Check your understanding.
1. In the article about Ese Ark's postpartum depression, print the stretch from "I carried on" through "of him etc." with no changes.
2. According to the article about Ese Ark's postpartum depression, where did she reveal her experience?
3. Go on with the article about Ese Ark's postpartum depression, starting after its final sentence.

Passage shown.
Media personality, Ese Ark shares her experience of postpartum depression
By Sewe Ishola,
Nigerian media personality, Ese Walter Ark has revealed her very real experience of postpartum depression in a Facebook post.
Postpartum depression (PPD), also called postnatal depression, is a type of mood disorder associated with childbirth, which can affect both sexes. Symptoms may include extreme sadness, low energy, anxiety, crying episodes, irritability, and changes in sleeping or eating patterns.
Ese shared that she experienced this dark side of motherhood after the birth of her son and felt like she was a bad mom for not being able to put his happiness ahead of her own.
See her story below:
They called me a bad mother ?
After Boobman was born I struggled to find my Happy. At the same time, I had to act happy because who isn’t happy after birthing a child?
I carried on everyday reminding myself that as a mother my happiness came second. I needed to be there for my child. I needed to love him, care for him, take care of him etc.
As he grew, I felt myself sink deeper into the hole that sat in my core. And I couldn’t express this. I remember the day the health visitor came to check on us. She asked, “have you had any unpleasant thoughts concerning your baby?”

Extracted material.
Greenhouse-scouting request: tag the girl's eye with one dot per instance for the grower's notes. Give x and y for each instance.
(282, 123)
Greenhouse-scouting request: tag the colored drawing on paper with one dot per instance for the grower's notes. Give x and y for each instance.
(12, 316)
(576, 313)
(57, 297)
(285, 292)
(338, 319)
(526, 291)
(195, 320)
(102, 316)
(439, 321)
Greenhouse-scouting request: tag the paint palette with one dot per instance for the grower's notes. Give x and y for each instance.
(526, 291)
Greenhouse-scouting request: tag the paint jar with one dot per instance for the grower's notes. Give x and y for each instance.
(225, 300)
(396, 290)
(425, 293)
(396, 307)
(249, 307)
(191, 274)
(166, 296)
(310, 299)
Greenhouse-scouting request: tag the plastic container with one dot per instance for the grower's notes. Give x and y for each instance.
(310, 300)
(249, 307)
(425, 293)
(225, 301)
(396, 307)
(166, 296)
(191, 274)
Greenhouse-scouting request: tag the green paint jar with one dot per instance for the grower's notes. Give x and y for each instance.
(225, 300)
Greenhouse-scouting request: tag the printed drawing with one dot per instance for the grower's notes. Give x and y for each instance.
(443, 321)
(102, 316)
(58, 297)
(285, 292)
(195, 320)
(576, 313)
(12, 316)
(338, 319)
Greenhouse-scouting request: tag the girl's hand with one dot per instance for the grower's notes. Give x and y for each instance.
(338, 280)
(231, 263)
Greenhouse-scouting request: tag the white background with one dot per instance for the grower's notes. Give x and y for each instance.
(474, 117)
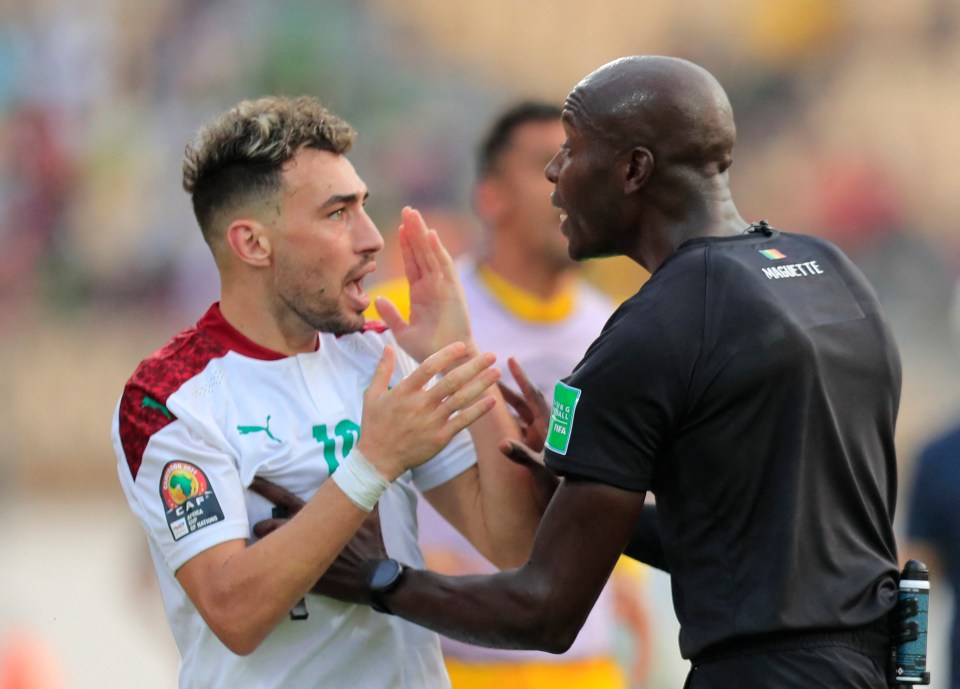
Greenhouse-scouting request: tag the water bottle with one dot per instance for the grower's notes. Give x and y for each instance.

Results for the exercise.
1.
I carried on everyday reminding myself that as a mother my happiness came second. I needed to be there for my child. I needed to love him, care for him, take care of him etc.

2. In a Facebook post.

3.
“No, I have been so happy since he arrived.” I lied.
She asked a few more questions, checked his height, head size, weight, and was done.
As she left, I wondered if I should call her back and tell her about that night he wouldn’t sleep and I needed sleep, and as I breastfed him, I imagined what would happen if I threw him against the wall. Perhaps I’d be free from this little bondage that seemed to be running my life. But I didn’t. I feared they would think me crazy. Some who knew me already thought me crazy. Sigh. I let her go. I returned to getting by one day at a time.
The day he turned 6 months, I decided I was going to run away. Because he was breastfeeding and I didn’t have any money I stuck around. At 9 months and three weeks, I had saved a little money so I weaned him one Friday, cold turkey style. Nobody knew I was weaning him. By the next day, he had forgotten breast. I was left with swollen painful breasts but I felt it was worth it because finally nothing was tying him to me.
On the 1st of November 2015, a week before he turned 10 months, I took him to my mum’s along with a new nanny I had gotten a week earlier. I told my mum I had a spa date and would be back for him in 2 hours.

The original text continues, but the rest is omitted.